[Given request 1]: Turn the paragraph of the Howth excerpt below that begins "For the little cliffside house" into a short bulleted list that keeps its main facts.

* * * * * * * * *

We’ll begin by making it clear that this remarkable image of Tuesday night’s super-moon over Balscadden Bay in Howth was taken at 2041hrs by a Howth resident within the prescribed two kilometres of her residence, using a carbon-neutral means of transport. And while the moon itself and the cloud with it have probably caused rumours of Unidentified Flying Objects (for they’re regular visitors to the peninsula and had scheduled flights to Mars before the lock-down), another area of interest is the high level of literary associations within this one remarkable photo.

For the little cliffside house at centre has a plaque which claims association with the Yeats family. But while the poet’s often penniless father John Butler Yeats did indeed briefly accommodate his family there around 1880, their two year stay in Howth in the early 1880s was in the harbour-side house where traditional boat enthusiast Mick Hunt and his wife Elaine now live. W B Yeats' sisters remembered it as only crowded, cold and damp, but as anyone who has visited the house today will know, Mick has achieved a miracle of transformation to make it a warm, dry, airy and welcoming place.

* * * * * * * * *

[Given request 2]: Show every line in the rows below that contains the string "fence". Case counts.

[Data items]:
* * * * * * * * *

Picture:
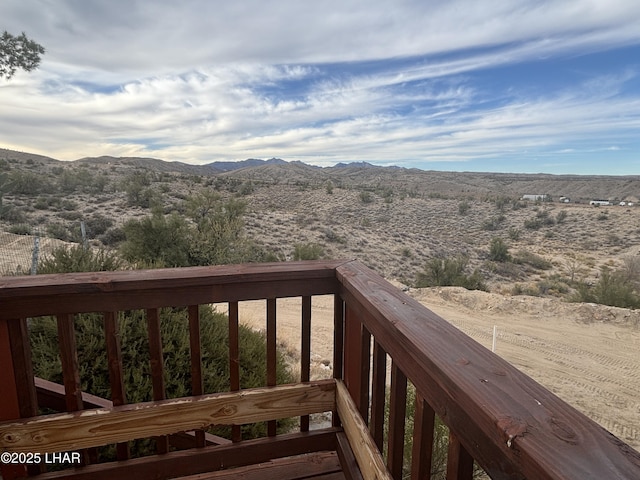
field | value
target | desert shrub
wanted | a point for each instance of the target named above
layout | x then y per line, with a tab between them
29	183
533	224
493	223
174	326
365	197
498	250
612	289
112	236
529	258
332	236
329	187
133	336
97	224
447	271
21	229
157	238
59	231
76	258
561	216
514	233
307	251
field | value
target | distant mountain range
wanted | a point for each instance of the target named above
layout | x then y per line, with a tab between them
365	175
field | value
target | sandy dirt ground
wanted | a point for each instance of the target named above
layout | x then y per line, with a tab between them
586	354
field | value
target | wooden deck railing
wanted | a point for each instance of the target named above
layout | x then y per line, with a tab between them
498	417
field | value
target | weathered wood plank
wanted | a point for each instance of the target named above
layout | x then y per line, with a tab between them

* * * * * * * * *

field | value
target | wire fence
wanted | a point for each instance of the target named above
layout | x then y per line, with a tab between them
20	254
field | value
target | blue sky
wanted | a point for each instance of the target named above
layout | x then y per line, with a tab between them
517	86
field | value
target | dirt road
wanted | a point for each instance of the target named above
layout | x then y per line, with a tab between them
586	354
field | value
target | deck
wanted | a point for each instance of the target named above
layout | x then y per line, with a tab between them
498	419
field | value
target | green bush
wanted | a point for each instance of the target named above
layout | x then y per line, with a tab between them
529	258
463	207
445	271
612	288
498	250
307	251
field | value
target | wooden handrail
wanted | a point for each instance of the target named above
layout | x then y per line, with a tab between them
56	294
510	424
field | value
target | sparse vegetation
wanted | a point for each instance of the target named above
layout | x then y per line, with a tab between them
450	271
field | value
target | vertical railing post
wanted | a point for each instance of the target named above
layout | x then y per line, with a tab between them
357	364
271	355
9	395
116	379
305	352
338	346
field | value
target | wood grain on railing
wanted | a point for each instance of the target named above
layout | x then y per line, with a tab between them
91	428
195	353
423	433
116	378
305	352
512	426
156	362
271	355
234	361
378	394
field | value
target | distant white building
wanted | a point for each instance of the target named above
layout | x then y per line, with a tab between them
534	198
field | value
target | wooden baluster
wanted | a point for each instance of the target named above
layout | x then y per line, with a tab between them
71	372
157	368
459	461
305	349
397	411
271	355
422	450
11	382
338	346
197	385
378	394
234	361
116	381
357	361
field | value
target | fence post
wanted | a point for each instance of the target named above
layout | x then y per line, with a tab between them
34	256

* * * * * * * * *

[Complete output 1]:
- The small cliffside house at the center of the photo has a plaque claiming a link to the Yeats family.
- The poet's often penniless father, John Butler Yeats, did briefly house his family there around 1880.
- However, the family's two-year stay in Howth in the early 1880s was in the harbor-side house where traditional boat enthusiast Mick Hunt and his wife Elaine now live.
- W B Yeats' sisters remembered that house only as crowded, cold and damp.
- Mick has transformed it into a warm, dry, airy and welcoming place.

[Complete output 2]:
target | wire fence
target | fence post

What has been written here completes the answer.